--- Extrait du document ---
Si donc on veut que Jupiter soit dieu, bien plus qu’il soit le roi des dieux, il faut nécessairement qu’il soit le monde, afin de pouvoir régner sur les autres dieux, c’est-à-dire sur ses propres parties. Voilà sans doute en quel sens Varron, dans cet autre ouvrage qu’il a composé sur le culte des dieux, rapporte les deux vers suivants de Valérius Soranus[1] :

« Jupiter tout-puissant, père et mère des rois, des choses et des dieux, dieu unique, embrassant tous les dieux ».

Varron explique en son traité que le mâle est ici le principe qui répand la semence, et la femelle celui qui la reçoit ; or, Jupiter étant le monde, toute semence vient de lui et rentre en lui : « C’est pourquoi, ajoute Varron, Soranus appelle Jupiter père et mère, et fait de lui tout ensemble l’unité et le tout ; car le monde est un et cet un comprend tout[2] ».
CHAPITRE X.
S’IL ÉTAIT RAISONNABLE DE DISTINGUER JANUS DE JUPITER.

Si donc Janus est le monde, et si Jupiter l’est aussi, pourquoi, n’y ayant qu’un seul monde, Janus et Jupiter sont-ils deux dieux ? pourquoi ont-ils chacun son temple et ses autels, ses sacrifices et ses statues ? Dira-t-on qu’autre chose est la vertu des commencements, autre chose celle des causes, et que c’est pour cela qu’on a nommé l’une Janus et l’autre Jupiter ? Je demanderai à mon tour si parce qu’un homme est revêtu d’un double pouvoir ou parce qu’il exerce une double profession, on est autorisé à voir en lui deux magistrats ou deux artisans ? Pourquoi donc d’un seul Dieu, qui gouverne les commencements et les causes, ferait-on deux dieux distincts, sous prétexte que les commencements et les causes sont deux choses distinctes ? À ce compte, il faudrait dire aussi que Jupiter est à lui seul autant de dieux qu’on lui a donné de noms différents à cause de ses attributions différentes, puisque les objets qui sont l’origine de ces noms sont différents. Je vais en citer quelques exemples.

--- Entrées listées ---
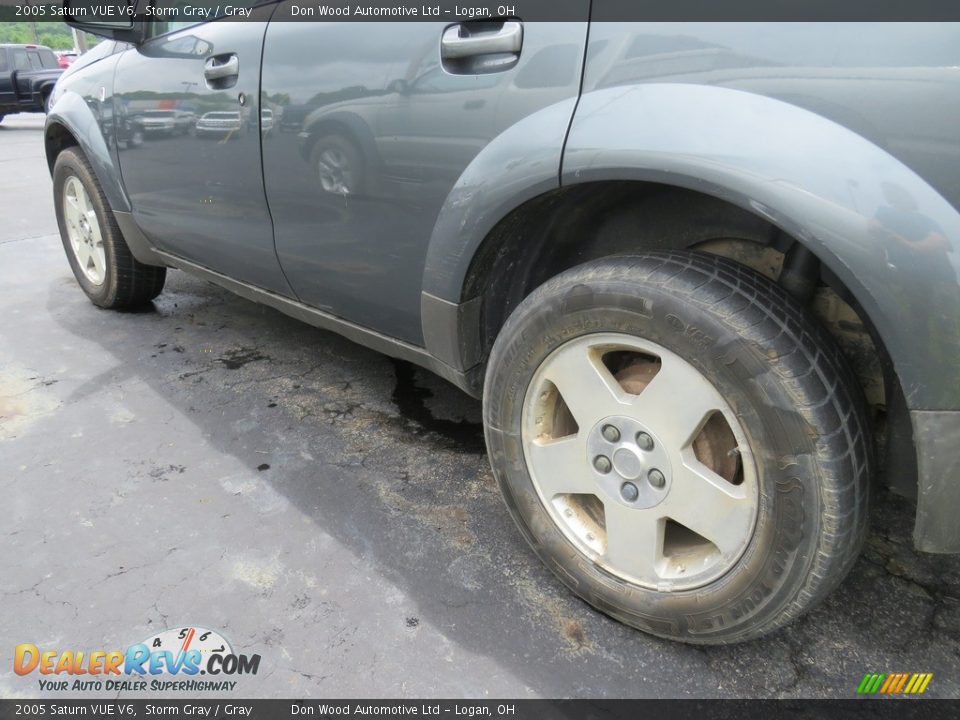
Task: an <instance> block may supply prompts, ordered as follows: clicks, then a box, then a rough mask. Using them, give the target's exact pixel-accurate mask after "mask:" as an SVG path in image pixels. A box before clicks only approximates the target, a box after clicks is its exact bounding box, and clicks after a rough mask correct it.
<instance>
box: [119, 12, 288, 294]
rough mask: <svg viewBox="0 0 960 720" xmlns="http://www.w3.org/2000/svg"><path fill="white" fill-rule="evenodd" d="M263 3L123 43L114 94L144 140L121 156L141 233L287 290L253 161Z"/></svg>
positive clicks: (125, 173)
mask: <svg viewBox="0 0 960 720" xmlns="http://www.w3.org/2000/svg"><path fill="white" fill-rule="evenodd" d="M271 11H272V7H264V8H259V9H257V10H254V13H255V15H254V21H249V22H226V21H214V22H208V23H202V24H197V25H191V26H189V27H186V28H181V29H176V30H174V31H172V32H169V33H167V34H165V35H162V36H159V37H154V38H152V39H150V40H148V41H147V42H145V43H144V44H142V45H141V46H139V47H137V48H134V49H131V50H128V51H127V52H126V53H124V55H123V57H122V58H121V59H120V62H119V64H118V66H117V73H116V80H115V96H114V98H115V99H114V102H115V112H116V114H117V116H118V117H122V118H123V120H124V123H125V125H126V127H127V129H128V131H129V133H130V134H131V135H136V136H137V137H142V138H143V142H142V143H131V144H130V145H129V146H128V147H126V148H121V149H120V150H119V157H120V169H121V173H122V175H123V180H124V184H125V186H126V188H127V191H128V193H129V195H130V200H131V202H132V205H133V208H134V215H135V219H136V221H137V223H138V225H139V226H140V227H141V229H142V230H143V231H144V232H145V233H146V234H147V235H148V237H150V238H151V239H152V240H153V241H154V243H155V244H156V245H157V246H158V247H159V248H160V249H162V250H165V251H167V252H169V253H172V254H174V255H177V256H179V257H182V258H185V259H187V260H190V261H192V262H194V263H197V264H199V265H203V266H206V267H210V268H213V269H215V270H217V271H219V272H221V273H224V274H226V275H229V276H231V277H234V278H236V279H238V280H242V281H244V282H247V283H250V284H253V285H256V286H258V287H261V288H264V289H267V290H271V291H274V292H277V293H281V294H284V295H291V294H292V293H291V291H290V288H289V285H288V284H287V282H286V280H285V279H284V277H283V273H282V272H281V270H280V265H279V263H278V262H277V258H276V254H275V252H274V247H273V233H272V226H271V223H270V214H269V212H268V210H267V204H266V199H265V196H264V189H263V176H262V172H261V164H260V110H259V108H260V102H259V80H260V79H259V70H260V59H261V51H262V45H263V36H264V33H265V31H266V27H267V26H266V22H264V20H266V19H267V18H268V17H269V13H270V12H271ZM256 20H260V21H259V22H258V21H256ZM158 25H159V24H158Z"/></svg>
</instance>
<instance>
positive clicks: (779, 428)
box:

--- Énoncé ---
Réponds aux questions suivantes à partir de l'extrait du document.
1. À quel auteur Varron emprunte-t-il les deux vers cités sur Jupiter ?
2. Selon l'explication de Varron, quel principe le mâle représente-t-il ?
3. Quelles deux vertus invoquerait-on pour justifier qu'on nomme l'une Janus et l'autre Jupiter ?

--- Réponse ---
1. À Valérius Soranus.
2. Le principe qui répand la semence.
3. La vertu des commencements (Janus) et celle des causes (Jupiter).